- _Exercise_:
Reproduce the material below verbatim, from its first line through the line containing "point(108, 20)", inclusive. Leave out the pictures.

- _Information given_:
## start

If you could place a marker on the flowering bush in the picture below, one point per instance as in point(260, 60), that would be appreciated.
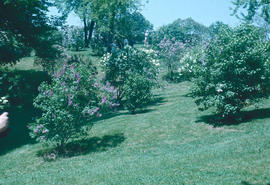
point(171, 52)
point(234, 71)
point(139, 91)
point(69, 102)
point(189, 63)
point(3, 102)
point(123, 65)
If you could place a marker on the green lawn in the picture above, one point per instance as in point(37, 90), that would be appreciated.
point(171, 142)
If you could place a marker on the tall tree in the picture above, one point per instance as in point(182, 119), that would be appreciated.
point(107, 12)
point(248, 9)
point(24, 26)
point(82, 8)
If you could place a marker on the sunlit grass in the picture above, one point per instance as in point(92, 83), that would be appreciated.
point(168, 143)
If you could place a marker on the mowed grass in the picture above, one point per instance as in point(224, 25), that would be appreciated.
point(170, 142)
point(165, 144)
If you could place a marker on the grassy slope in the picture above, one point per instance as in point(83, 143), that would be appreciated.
point(164, 145)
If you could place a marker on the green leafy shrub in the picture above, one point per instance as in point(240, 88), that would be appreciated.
point(69, 103)
point(139, 91)
point(234, 72)
point(171, 52)
point(122, 65)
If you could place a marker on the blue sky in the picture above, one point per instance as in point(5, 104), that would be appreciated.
point(160, 12)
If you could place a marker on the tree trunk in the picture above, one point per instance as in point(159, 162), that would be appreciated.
point(111, 33)
point(85, 28)
point(91, 30)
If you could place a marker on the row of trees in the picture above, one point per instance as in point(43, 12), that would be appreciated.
point(108, 20)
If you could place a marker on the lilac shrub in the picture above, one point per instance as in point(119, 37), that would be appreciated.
point(134, 72)
point(73, 98)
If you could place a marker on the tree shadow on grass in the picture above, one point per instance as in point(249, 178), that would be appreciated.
point(83, 147)
point(243, 117)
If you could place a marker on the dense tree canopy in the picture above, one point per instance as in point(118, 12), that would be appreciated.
point(248, 9)
point(24, 26)
point(186, 30)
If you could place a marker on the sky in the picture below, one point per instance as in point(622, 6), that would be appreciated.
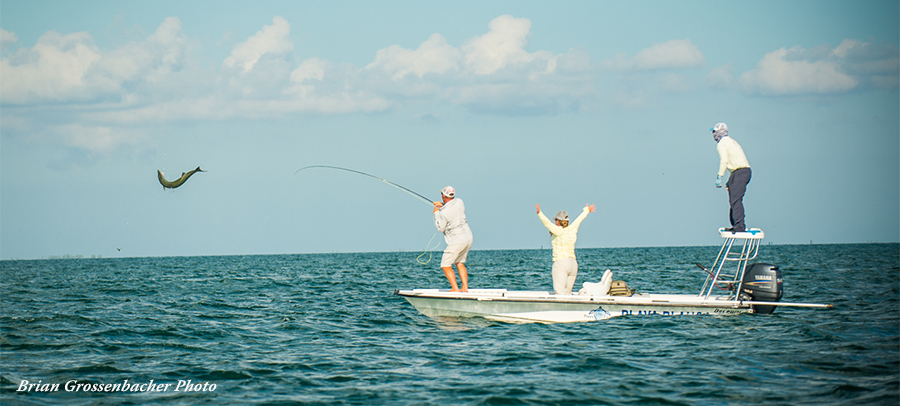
point(514, 103)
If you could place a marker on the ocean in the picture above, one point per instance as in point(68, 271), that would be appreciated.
point(327, 329)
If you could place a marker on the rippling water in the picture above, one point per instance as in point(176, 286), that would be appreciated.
point(327, 329)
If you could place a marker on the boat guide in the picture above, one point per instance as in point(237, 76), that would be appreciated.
point(741, 288)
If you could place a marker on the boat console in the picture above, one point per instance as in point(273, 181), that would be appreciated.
point(731, 271)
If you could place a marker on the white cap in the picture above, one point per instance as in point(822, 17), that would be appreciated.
point(448, 191)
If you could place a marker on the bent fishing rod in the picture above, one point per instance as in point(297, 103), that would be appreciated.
point(371, 176)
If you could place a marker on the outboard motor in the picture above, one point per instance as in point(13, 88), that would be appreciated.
point(762, 283)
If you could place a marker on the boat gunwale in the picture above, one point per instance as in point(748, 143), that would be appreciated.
point(588, 300)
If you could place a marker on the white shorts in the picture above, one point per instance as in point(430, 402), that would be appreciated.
point(456, 253)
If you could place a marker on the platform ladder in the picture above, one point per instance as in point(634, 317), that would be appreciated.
point(720, 274)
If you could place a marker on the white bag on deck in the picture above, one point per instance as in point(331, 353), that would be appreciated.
point(597, 289)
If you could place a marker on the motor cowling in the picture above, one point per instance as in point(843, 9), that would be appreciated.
point(762, 283)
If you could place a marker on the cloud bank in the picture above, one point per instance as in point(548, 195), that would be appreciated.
point(160, 79)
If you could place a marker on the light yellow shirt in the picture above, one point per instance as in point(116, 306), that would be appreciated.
point(563, 239)
point(731, 155)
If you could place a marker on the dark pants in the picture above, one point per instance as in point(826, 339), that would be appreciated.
point(737, 186)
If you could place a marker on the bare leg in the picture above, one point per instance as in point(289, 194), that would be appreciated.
point(448, 272)
point(463, 276)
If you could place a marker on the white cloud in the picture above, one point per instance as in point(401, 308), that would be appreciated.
point(52, 70)
point(8, 37)
point(822, 70)
point(778, 73)
point(674, 54)
point(434, 55)
point(271, 39)
point(65, 68)
point(502, 46)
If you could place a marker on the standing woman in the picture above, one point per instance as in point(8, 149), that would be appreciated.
point(563, 236)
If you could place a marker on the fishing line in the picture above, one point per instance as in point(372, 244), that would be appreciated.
point(281, 196)
point(428, 248)
point(371, 176)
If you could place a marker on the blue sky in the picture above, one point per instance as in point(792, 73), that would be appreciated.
point(513, 103)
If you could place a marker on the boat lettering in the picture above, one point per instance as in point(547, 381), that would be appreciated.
point(663, 313)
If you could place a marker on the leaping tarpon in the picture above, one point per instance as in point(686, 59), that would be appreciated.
point(177, 182)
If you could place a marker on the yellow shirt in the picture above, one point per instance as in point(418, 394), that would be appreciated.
point(731, 155)
point(563, 239)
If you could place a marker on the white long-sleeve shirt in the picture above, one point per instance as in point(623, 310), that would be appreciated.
point(563, 239)
point(451, 220)
point(731, 155)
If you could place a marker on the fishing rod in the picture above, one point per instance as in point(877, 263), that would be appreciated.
point(371, 176)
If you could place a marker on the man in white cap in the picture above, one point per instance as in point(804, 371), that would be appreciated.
point(450, 219)
point(732, 158)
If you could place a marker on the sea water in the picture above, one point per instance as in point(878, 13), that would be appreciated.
point(326, 329)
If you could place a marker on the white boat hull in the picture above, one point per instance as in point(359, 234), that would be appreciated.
point(544, 307)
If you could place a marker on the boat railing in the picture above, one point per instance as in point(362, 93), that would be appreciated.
point(732, 276)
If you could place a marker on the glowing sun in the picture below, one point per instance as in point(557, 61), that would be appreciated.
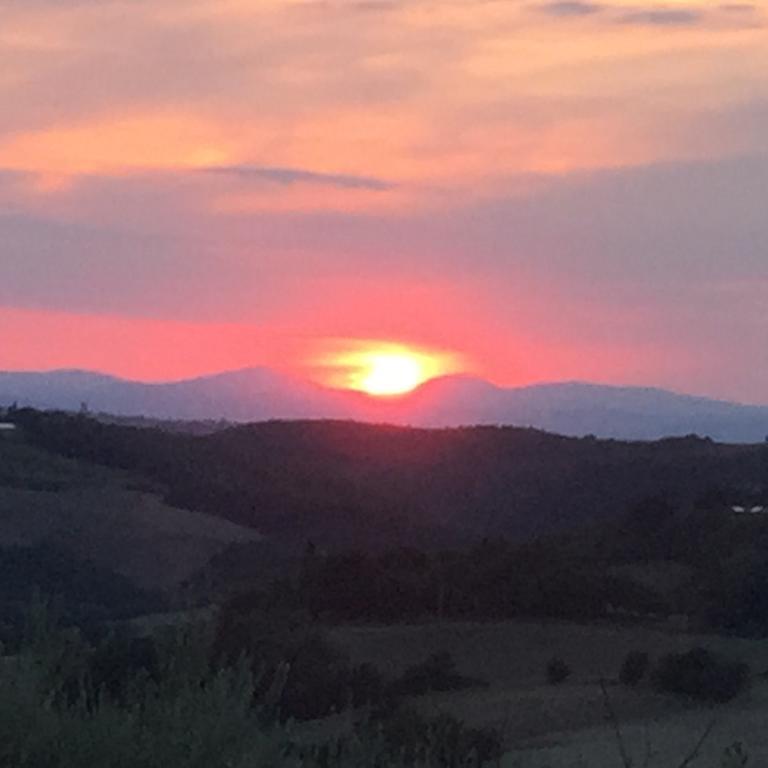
point(392, 374)
point(380, 368)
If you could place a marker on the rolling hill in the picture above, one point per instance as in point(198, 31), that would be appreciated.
point(259, 394)
point(346, 484)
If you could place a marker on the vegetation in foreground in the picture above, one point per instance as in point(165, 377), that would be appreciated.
point(168, 702)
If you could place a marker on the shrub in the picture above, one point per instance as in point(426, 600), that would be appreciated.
point(634, 668)
point(557, 671)
point(442, 741)
point(701, 674)
point(436, 673)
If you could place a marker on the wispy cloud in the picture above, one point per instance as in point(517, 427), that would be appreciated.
point(571, 8)
point(664, 17)
point(288, 176)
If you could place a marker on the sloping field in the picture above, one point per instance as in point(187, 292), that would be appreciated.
point(96, 514)
point(564, 726)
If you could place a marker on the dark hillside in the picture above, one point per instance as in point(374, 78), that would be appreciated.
point(344, 484)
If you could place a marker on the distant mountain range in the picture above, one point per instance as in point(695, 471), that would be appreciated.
point(259, 394)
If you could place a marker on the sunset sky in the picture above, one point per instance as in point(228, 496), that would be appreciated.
point(535, 191)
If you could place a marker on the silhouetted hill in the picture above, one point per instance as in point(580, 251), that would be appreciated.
point(260, 394)
point(347, 484)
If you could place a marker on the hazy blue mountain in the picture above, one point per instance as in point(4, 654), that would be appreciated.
point(259, 394)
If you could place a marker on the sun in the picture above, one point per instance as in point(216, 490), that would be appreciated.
point(381, 368)
point(392, 374)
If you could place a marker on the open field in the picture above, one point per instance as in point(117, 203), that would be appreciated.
point(548, 726)
point(105, 516)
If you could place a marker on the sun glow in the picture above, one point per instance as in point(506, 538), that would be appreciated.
point(384, 369)
point(392, 375)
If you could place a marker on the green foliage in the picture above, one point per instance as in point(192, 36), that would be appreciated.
point(701, 674)
point(172, 707)
point(282, 642)
point(634, 668)
point(557, 671)
point(442, 742)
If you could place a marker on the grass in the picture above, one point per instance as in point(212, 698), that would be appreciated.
point(565, 726)
point(105, 516)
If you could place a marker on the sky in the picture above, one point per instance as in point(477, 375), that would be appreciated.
point(544, 190)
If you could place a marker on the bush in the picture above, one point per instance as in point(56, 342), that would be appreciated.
point(304, 675)
point(557, 671)
point(701, 674)
point(437, 673)
point(634, 668)
point(442, 741)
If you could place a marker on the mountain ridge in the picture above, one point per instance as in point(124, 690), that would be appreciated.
point(573, 408)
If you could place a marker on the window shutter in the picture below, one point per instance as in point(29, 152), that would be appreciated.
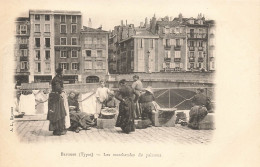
point(181, 42)
point(164, 65)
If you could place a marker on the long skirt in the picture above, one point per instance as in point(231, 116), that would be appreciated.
point(126, 116)
point(80, 119)
point(56, 112)
point(197, 113)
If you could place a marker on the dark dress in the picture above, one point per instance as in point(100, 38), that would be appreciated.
point(56, 110)
point(125, 118)
point(198, 111)
point(77, 118)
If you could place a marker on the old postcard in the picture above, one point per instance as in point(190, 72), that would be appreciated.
point(130, 83)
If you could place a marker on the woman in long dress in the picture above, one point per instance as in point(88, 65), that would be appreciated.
point(126, 96)
point(78, 119)
point(56, 109)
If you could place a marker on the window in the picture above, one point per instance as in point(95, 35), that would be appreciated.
point(192, 43)
point(38, 67)
point(200, 43)
point(168, 42)
point(200, 54)
point(47, 55)
point(167, 54)
point(74, 19)
point(64, 66)
point(73, 28)
point(63, 41)
point(73, 41)
point(47, 42)
point(24, 52)
point(99, 53)
point(63, 28)
point(47, 28)
point(37, 42)
point(88, 53)
point(23, 29)
point(23, 41)
point(88, 40)
point(63, 54)
point(177, 54)
point(47, 67)
point(74, 54)
point(74, 66)
point(62, 18)
point(88, 65)
point(37, 28)
point(24, 65)
point(178, 42)
point(38, 55)
point(191, 54)
point(37, 17)
point(191, 65)
point(47, 17)
point(100, 65)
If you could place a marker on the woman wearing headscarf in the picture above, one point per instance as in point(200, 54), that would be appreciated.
point(56, 109)
point(78, 119)
point(126, 96)
point(199, 110)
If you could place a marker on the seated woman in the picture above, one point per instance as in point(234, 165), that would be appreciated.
point(146, 103)
point(78, 119)
point(199, 110)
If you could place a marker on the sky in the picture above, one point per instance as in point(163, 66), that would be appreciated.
point(110, 13)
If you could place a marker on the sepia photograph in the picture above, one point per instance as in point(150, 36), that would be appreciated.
point(123, 83)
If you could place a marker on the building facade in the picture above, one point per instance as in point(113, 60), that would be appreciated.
point(67, 26)
point(94, 44)
point(21, 50)
point(41, 46)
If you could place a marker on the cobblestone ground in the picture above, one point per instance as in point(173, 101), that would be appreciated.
point(35, 129)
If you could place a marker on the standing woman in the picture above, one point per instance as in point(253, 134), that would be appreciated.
point(56, 109)
point(126, 96)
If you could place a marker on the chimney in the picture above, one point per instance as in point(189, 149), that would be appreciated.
point(89, 23)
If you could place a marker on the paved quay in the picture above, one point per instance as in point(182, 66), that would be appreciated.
point(34, 129)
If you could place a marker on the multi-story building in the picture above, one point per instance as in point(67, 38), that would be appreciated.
point(94, 44)
point(67, 26)
point(22, 33)
point(172, 45)
point(139, 53)
point(211, 45)
point(41, 46)
point(197, 43)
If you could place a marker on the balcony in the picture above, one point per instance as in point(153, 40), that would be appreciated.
point(197, 35)
point(23, 46)
point(191, 48)
point(200, 48)
point(167, 59)
point(178, 47)
point(191, 59)
point(200, 59)
point(24, 58)
point(177, 59)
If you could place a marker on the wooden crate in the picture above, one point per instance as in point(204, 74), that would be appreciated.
point(164, 117)
point(106, 123)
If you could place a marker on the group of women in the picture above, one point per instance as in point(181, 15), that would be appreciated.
point(128, 110)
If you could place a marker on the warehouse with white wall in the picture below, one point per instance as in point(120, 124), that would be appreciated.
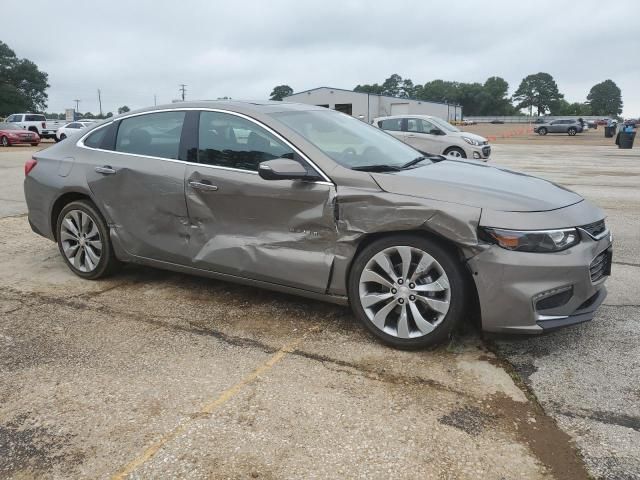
point(368, 106)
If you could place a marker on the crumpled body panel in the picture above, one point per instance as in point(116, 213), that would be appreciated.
point(363, 211)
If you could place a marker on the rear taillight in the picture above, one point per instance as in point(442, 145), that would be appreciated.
point(29, 165)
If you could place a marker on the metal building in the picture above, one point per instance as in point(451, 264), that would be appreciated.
point(368, 106)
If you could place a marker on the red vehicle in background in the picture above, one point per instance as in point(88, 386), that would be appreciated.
point(14, 135)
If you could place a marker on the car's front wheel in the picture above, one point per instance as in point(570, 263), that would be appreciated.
point(83, 240)
point(409, 291)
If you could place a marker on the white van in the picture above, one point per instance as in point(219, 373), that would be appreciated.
point(434, 135)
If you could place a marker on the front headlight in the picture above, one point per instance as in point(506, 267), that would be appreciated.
point(536, 241)
point(472, 141)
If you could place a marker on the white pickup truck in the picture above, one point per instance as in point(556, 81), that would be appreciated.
point(34, 122)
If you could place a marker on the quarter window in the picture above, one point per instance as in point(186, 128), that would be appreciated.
point(391, 124)
point(95, 139)
point(230, 141)
point(153, 134)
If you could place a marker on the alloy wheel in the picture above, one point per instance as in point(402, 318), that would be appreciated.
point(80, 239)
point(404, 292)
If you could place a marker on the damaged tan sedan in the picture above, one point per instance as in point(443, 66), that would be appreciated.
point(309, 201)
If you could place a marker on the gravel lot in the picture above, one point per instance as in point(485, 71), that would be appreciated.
point(154, 374)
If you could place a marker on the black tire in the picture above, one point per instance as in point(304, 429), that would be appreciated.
point(461, 153)
point(447, 259)
point(108, 262)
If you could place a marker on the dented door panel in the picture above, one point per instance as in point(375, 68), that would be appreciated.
point(144, 202)
point(276, 231)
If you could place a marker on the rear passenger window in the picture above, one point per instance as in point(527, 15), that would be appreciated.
point(230, 141)
point(391, 124)
point(152, 134)
point(95, 139)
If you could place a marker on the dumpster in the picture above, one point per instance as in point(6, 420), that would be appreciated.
point(625, 139)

## end

- _Complete answer_:
If you could place a marker on the flowering bush in the picture below, one point per instance as in point(260, 60), that would be appreciated.
point(171, 52)
point(234, 71)
point(139, 91)
point(69, 102)
point(189, 63)
point(3, 102)
point(123, 65)
If you could place a marker on the green lawn in the picture above, one point per instance as in point(37, 90), that would be appreciated.
point(171, 142)
If you could place a marker on the tall tree in the picture above, one point per instance as in point(182, 119), that would be appreciated.
point(107, 12)
point(248, 9)
point(24, 26)
point(82, 8)
If you could place a marker on the sunlit grass in the picture above, one point per instance as in point(92, 83), that would be appreciated.
point(168, 143)
If you could place a marker on the mowed grass in the picture above, one point per instance as in point(224, 25), that would be appreciated.
point(170, 142)
point(165, 144)
If you could place a marker on the grassy slope in the picture above, one point per instance as in point(83, 143), that would be appreciated.
point(164, 145)
If you could place a marker on the green leafy shrub in the picture above, one point per instance as in point(240, 88), that would be appreciated.
point(69, 103)
point(139, 91)
point(234, 72)
point(171, 52)
point(122, 65)
If you could place a marker on the blue sky in the picture above, one point per instance as in point(5, 104), that would be appreciated.
point(160, 12)
If you could place a marker on the tree trunk in the picture above, one point per instance as in point(159, 162), that would be appreciated.
point(111, 33)
point(85, 28)
point(91, 30)
If you could place a marker on the row of trees in the picture above, one point per instance as in point(43, 12), that would be appreciated.
point(108, 20)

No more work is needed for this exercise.